------ Dataset content ------

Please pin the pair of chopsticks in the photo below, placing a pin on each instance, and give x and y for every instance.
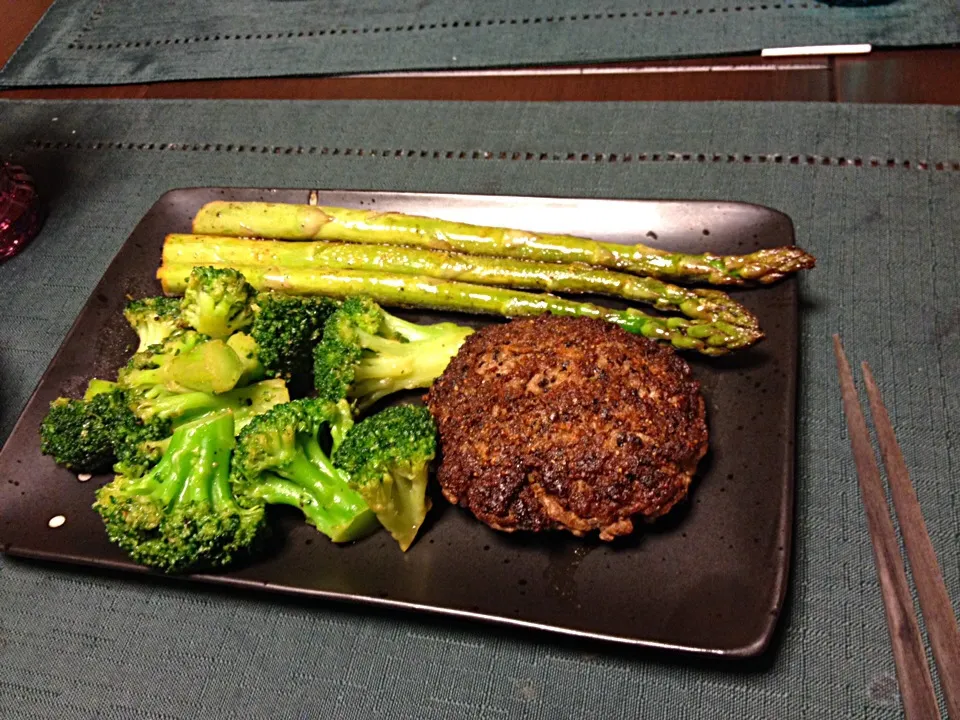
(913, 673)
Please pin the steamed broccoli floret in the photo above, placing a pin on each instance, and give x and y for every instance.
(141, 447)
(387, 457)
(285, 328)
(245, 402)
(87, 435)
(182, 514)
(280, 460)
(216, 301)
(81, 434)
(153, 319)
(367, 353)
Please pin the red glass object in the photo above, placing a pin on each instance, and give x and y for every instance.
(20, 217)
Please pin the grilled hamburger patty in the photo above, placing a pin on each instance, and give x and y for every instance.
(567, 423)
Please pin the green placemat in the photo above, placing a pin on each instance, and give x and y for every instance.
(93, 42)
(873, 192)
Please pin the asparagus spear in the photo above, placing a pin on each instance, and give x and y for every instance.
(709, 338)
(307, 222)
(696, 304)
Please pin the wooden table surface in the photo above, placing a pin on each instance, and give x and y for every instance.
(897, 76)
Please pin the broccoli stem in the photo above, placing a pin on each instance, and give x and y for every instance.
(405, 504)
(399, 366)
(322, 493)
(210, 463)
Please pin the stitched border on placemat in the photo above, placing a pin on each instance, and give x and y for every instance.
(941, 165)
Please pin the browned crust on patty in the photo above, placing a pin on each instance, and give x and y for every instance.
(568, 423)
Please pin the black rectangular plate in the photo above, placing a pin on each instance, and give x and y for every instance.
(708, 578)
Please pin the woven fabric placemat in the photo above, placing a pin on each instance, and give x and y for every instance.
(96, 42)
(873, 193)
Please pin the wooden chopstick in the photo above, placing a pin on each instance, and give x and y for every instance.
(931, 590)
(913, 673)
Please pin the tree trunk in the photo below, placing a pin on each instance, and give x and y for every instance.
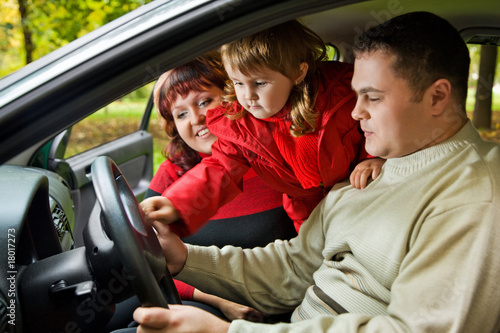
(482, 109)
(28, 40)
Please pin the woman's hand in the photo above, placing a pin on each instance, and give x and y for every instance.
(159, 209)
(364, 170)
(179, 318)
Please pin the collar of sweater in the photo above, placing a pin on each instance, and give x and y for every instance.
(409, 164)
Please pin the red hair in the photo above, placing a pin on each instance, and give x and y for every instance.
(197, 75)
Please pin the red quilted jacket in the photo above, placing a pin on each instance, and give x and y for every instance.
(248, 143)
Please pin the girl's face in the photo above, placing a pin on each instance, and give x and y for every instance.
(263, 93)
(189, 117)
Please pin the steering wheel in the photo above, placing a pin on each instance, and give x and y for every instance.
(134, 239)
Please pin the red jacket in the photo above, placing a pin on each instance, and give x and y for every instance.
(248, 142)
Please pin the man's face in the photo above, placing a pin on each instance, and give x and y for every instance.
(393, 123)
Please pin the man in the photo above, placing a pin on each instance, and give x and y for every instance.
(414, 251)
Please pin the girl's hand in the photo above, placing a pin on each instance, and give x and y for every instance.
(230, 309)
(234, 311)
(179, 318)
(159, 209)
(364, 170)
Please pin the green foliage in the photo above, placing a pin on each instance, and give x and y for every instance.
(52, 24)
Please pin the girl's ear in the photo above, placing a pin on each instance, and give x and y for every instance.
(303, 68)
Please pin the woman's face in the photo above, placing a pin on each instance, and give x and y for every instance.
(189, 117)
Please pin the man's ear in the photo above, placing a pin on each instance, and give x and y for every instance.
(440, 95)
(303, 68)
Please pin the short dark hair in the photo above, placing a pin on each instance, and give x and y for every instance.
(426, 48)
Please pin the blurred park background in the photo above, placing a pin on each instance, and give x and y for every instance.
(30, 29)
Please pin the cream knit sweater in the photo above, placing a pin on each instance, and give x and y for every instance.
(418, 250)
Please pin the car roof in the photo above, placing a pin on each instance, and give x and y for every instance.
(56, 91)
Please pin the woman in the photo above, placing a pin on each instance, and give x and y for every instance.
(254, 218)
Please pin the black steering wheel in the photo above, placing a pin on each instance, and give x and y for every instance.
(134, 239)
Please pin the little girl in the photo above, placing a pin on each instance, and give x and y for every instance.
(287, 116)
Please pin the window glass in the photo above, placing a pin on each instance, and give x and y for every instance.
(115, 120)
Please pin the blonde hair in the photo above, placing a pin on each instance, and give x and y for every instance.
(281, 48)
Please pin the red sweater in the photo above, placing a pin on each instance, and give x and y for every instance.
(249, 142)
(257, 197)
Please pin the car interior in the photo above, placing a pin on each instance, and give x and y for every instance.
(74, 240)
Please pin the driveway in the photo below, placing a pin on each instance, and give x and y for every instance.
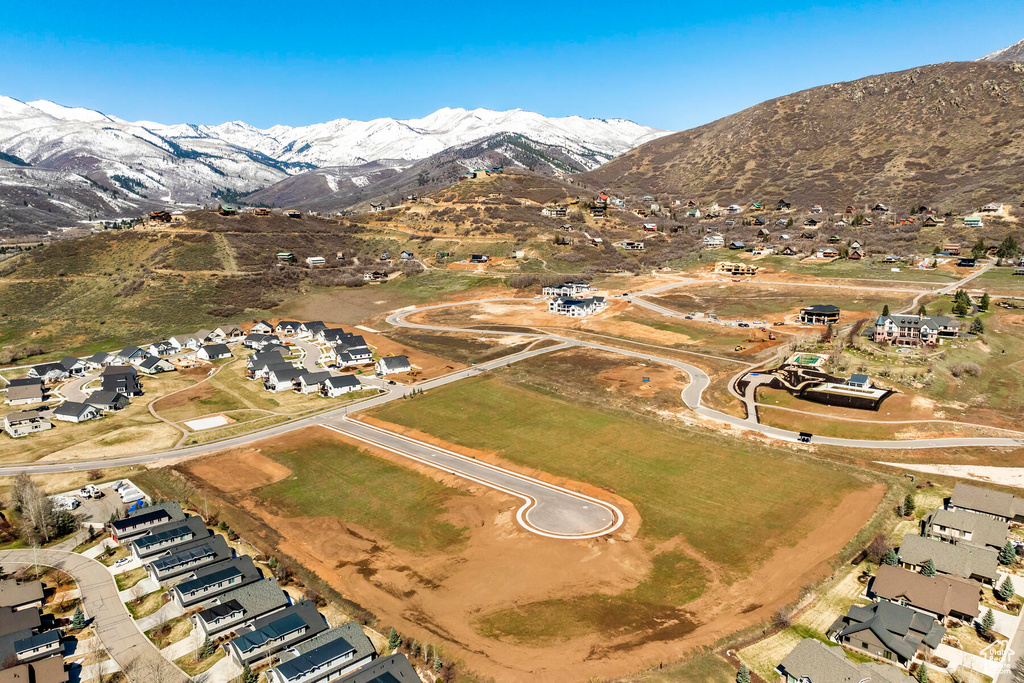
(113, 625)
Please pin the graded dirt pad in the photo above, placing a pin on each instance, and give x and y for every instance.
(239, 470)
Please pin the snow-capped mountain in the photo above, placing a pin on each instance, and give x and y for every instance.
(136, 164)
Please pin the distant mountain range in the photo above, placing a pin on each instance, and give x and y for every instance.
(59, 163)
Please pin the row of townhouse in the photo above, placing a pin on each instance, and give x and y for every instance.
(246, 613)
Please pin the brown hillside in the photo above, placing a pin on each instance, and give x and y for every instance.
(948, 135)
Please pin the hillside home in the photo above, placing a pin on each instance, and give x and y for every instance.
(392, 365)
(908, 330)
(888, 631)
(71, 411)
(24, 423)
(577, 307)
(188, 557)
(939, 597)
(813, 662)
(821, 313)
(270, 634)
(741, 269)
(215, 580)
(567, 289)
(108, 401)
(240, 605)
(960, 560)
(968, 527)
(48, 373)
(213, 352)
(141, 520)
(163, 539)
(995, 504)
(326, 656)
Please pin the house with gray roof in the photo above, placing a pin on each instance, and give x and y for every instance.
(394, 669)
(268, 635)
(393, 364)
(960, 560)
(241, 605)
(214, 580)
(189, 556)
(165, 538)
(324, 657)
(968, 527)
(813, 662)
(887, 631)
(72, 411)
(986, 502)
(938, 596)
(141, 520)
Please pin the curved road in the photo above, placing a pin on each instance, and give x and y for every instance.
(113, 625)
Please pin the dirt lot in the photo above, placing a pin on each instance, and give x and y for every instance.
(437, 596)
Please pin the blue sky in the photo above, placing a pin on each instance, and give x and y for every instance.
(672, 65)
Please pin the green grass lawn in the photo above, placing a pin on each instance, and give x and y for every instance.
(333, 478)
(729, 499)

------

#### [Instructions for the task]
The records above must be repeated exactly, minus their pictures.

#### [Output]
Please pin the pair of chopsticks in the photo below, placing a pin on each instance, and give x and y for every instance.
(913, 673)
Please pin the steamed broccoli floret in the photo above, placing a pin on each instance, and give x and y for every instance.
(141, 447)
(387, 457)
(285, 328)
(245, 402)
(87, 435)
(182, 514)
(280, 460)
(216, 301)
(81, 434)
(153, 319)
(367, 353)
Please pin the red glass object in the photo above, placing a pin on each instance, and give x and y for every instance.
(20, 217)
Please pin the grilled hamburger patty in the photo above, placing a pin on each instance, and give x and y for every instance.
(567, 423)
Please pin the green placemat in the photo above, placing a pin on each instance, and give x and y for every instance.
(93, 42)
(873, 192)
Please pin the asparagus spear in the photo above, placing a pin on each instance, and give x and y for every instance.
(709, 338)
(307, 222)
(696, 304)
Please pin the wooden table surface in the photo above, placing a pin on each instance, and give x and y for every instance.
(897, 76)
Please pin the broccoli stem in the photo above, placing a pin on each instance, and give x and y for every instance.
(405, 504)
(399, 366)
(322, 493)
(210, 463)
Please pin the stitched border on placemat in the photo above, placing a pin on each instance, and give x and y for every instance.
(941, 165)
Please pin the browned crust on patty in the photo above, placing a pin on each instance, and give x and y for every instance.
(568, 423)
Please pin the black rectangular plate in the photo above, placing a pin on each instance, and give x and y for every instance.
(708, 578)
Please pin the woven fabric placemat in the photo above, placing a pin on each instance, and give x and y for every instance.
(96, 42)
(873, 193)
Please pin the wooden chopstick in the photo above, placing a pin on each instance, and give x and y for every instance.
(931, 590)
(913, 673)
Please pin the tree trunk in the photo below, placing a pin on each instance, and give x and y for every instance.
(482, 109)
(28, 40)
Please pin the woman's hand in the photo above, placing a pin on each instance, and give x and y for every instance.
(159, 209)
(364, 170)
(179, 318)
Please pin the collar of sweater in the photo above, placing a pin on each instance, and give x and y for every instance.
(409, 164)
Please pin the red hair in the photo above, placing a pin on each instance, and give x and y for every instance.
(197, 75)
Please pin the red quilted jacket in the photo above, placing a pin on each instance, and give x and y for every instance.
(248, 143)
Please pin the girl's face in the photo above, placing a pin on each instance, and give x and y for every instance.
(263, 93)
(189, 117)
Please pin the steering wheel in the photo above, placing a pin on each instance, and give x and y for every instance.
(134, 239)
Please pin the red jacket in the photo above, placing a pin on each instance, and give x and y for every instance.
(248, 142)
Please pin the man's face in the photo above, placing a pin on each instance, and give x and y for every instance.
(393, 123)
Please pin the man in the photo above, placing a pin on each instance, and give x and y for every instance.
(414, 251)
Please pin the girl's hand in the photo above, placing a pin on each instance, and give x and y for every instance.
(230, 309)
(234, 311)
(179, 318)
(159, 209)
(364, 170)
Please pin the green foliage in the photo above, placing a pin on each instance, and give x and y for every instance.
(52, 24)
Please pin the girl's ear in the photo above, placing a pin on each instance, and give x and y for every instance.
(303, 68)
Please pin the woman's face in the photo above, placing a pin on each instance, and give x and y for every instance.
(189, 117)
Please pin the man's ear in the photo above, placing a pin on each instance, and give x and y for every instance.
(440, 95)
(303, 68)
Please pin the short dark hair in the photo above, placing a pin on each instance, and give x and y for every instance.
(426, 48)
Please pin the blurred park background in the photo above, placing a pin on each instance, and give x and y for every instance.
(30, 29)
Please pin the cream knit sweater in the photo above, placing a pin on each instance, and give x and y for every instance.
(418, 250)
Please pin the car roof in the photo above, placing a pin on each instance, and give x and y for every instance.
(56, 91)
Please pin the woman in the photo above, placing a pin on each instance, and give x and y for every instance.
(254, 218)
Please pin the black steering wheel in the photo above, placing a pin on each instance, and give x and y for every instance.
(134, 239)
Please pin the little girl in the photo above, placing a pin on each instance, and give x and y for every instance.
(287, 116)
Please pin the window glass in the photo above, placing a pin on each instance, and give x and y for every instance.
(115, 120)
Please pin the blonde hair in the photo above, placing a pin on each instance, and give x and y for every instance.
(281, 48)
Please pin the red sweater in the photo above, placing a pin on each instance, and give x and y for every instance.
(249, 142)
(257, 197)
Please pin the car interior in the photo above, placing a pin on each instance, and give x and y for every instance.
(74, 240)
Please pin the driveway in the photo below, placing a pin on each instance, and give x and y for every instance.
(113, 625)
Please pin the graded dirt pad in the photo above, placing a pin on each instance, and give x and y for every instance.
(239, 470)
Please pin the snow-capped mountain in the photo above, placing a pin on each instance, and give x and y for every instance.
(136, 164)
Please pin the distant mountain range in the photo above, placing a pin on each instance, and give x and y for every instance.
(59, 163)
Please pin the row of townhouse in the photo above, placing a pin on each instance, and give x and y for every instance.
(246, 613)
Please pin the brown hillside in the photo above, placing a pin on each instance, and give x and y for every instance.
(948, 135)
Please pin the hillside home in the photo above, placing a pin on each instance, and give x and y for every instance.
(392, 365)
(908, 330)
(888, 631)
(71, 411)
(24, 423)
(577, 307)
(188, 557)
(939, 597)
(813, 662)
(821, 313)
(270, 634)
(741, 269)
(215, 580)
(567, 289)
(108, 401)
(240, 605)
(960, 560)
(968, 527)
(48, 373)
(213, 352)
(141, 520)
(163, 539)
(995, 504)
(326, 656)
Please pin the house with gray roof in the photo above, placing a pin on each instance, and give x and y for every instance.
(394, 669)
(268, 635)
(393, 364)
(960, 560)
(241, 605)
(214, 580)
(189, 556)
(165, 538)
(324, 657)
(968, 527)
(813, 662)
(887, 631)
(72, 411)
(986, 502)
(938, 596)
(141, 520)
Please pin the curved road in the photo above, placing a pin on each instance, and give x and y for every instance.
(113, 625)
Please pin the dirt lot in the photo above, placing a pin on each instance, and give x and y for every instance.
(437, 596)
Please pin the blue sky in the photo above, placing a pin on each instance, and give x and y for every instance.
(672, 65)
Please pin the green grass lawn in the photo above, placing a pin on each instance, and give x and y for every instance.
(333, 478)
(729, 499)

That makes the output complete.